#### MATERIALS PROVIDED ####

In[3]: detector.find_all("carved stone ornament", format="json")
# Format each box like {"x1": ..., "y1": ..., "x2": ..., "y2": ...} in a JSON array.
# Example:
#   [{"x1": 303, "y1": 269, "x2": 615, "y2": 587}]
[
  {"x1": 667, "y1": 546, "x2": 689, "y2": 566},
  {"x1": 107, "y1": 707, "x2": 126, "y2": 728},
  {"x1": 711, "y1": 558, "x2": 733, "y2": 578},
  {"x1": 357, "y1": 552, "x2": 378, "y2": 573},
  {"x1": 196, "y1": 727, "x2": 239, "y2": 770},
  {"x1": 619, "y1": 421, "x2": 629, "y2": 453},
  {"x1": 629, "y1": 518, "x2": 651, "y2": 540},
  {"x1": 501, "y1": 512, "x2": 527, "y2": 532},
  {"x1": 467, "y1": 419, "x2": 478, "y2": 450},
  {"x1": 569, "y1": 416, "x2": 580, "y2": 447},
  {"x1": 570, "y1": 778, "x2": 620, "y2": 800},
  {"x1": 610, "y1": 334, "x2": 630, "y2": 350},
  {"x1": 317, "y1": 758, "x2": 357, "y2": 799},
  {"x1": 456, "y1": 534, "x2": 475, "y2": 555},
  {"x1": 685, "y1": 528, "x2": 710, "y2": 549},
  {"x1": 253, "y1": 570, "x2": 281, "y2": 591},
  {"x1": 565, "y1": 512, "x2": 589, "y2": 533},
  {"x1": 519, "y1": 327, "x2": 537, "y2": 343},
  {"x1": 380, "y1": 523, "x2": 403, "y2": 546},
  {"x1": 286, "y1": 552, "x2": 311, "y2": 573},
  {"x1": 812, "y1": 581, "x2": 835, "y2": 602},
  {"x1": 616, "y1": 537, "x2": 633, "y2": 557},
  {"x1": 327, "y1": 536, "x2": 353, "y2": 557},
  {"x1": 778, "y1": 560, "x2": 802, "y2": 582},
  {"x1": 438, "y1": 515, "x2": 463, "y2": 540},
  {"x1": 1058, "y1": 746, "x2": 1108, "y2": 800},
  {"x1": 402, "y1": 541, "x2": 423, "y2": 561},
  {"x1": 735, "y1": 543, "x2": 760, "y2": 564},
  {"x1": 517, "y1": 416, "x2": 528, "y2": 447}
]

####

# TASK PROMPT
Each of the records should be retyped exactly.

# EXERCISE RESPONSE
In[3]: detector.find_all("carved stone ornament", format="json")
# Format each box like {"x1": ..., "y1": ..., "x2": ..., "y2": ...} in a JSON array.
# Example:
#   [{"x1": 303, "y1": 269, "x2": 615, "y2": 587}]
[
  {"x1": 667, "y1": 546, "x2": 689, "y2": 566},
  {"x1": 107, "y1": 707, "x2": 126, "y2": 728},
  {"x1": 711, "y1": 558, "x2": 733, "y2": 578},
  {"x1": 357, "y1": 552, "x2": 378, "y2": 573},
  {"x1": 196, "y1": 727, "x2": 239, "y2": 770},
  {"x1": 619, "y1": 421, "x2": 629, "y2": 453},
  {"x1": 629, "y1": 518, "x2": 651, "y2": 540},
  {"x1": 501, "y1": 512, "x2": 527, "y2": 532},
  {"x1": 467, "y1": 419, "x2": 478, "y2": 450},
  {"x1": 569, "y1": 416, "x2": 580, "y2": 447},
  {"x1": 570, "y1": 778, "x2": 620, "y2": 800},
  {"x1": 610, "y1": 334, "x2": 630, "y2": 350},
  {"x1": 317, "y1": 758, "x2": 357, "y2": 799},
  {"x1": 456, "y1": 534, "x2": 475, "y2": 555},
  {"x1": 685, "y1": 528, "x2": 710, "y2": 549},
  {"x1": 253, "y1": 570, "x2": 281, "y2": 591},
  {"x1": 565, "y1": 512, "x2": 589, "y2": 533},
  {"x1": 519, "y1": 327, "x2": 537, "y2": 343},
  {"x1": 380, "y1": 523, "x2": 403, "y2": 546},
  {"x1": 286, "y1": 552, "x2": 311, "y2": 573},
  {"x1": 812, "y1": 581, "x2": 835, "y2": 602},
  {"x1": 616, "y1": 537, "x2": 633, "y2": 557},
  {"x1": 327, "y1": 536, "x2": 353, "y2": 557},
  {"x1": 778, "y1": 560, "x2": 802, "y2": 582},
  {"x1": 438, "y1": 515, "x2": 463, "y2": 540},
  {"x1": 1058, "y1": 746, "x2": 1108, "y2": 800},
  {"x1": 402, "y1": 541, "x2": 423, "y2": 561},
  {"x1": 735, "y1": 543, "x2": 760, "y2": 564},
  {"x1": 517, "y1": 416, "x2": 528, "y2": 447}
]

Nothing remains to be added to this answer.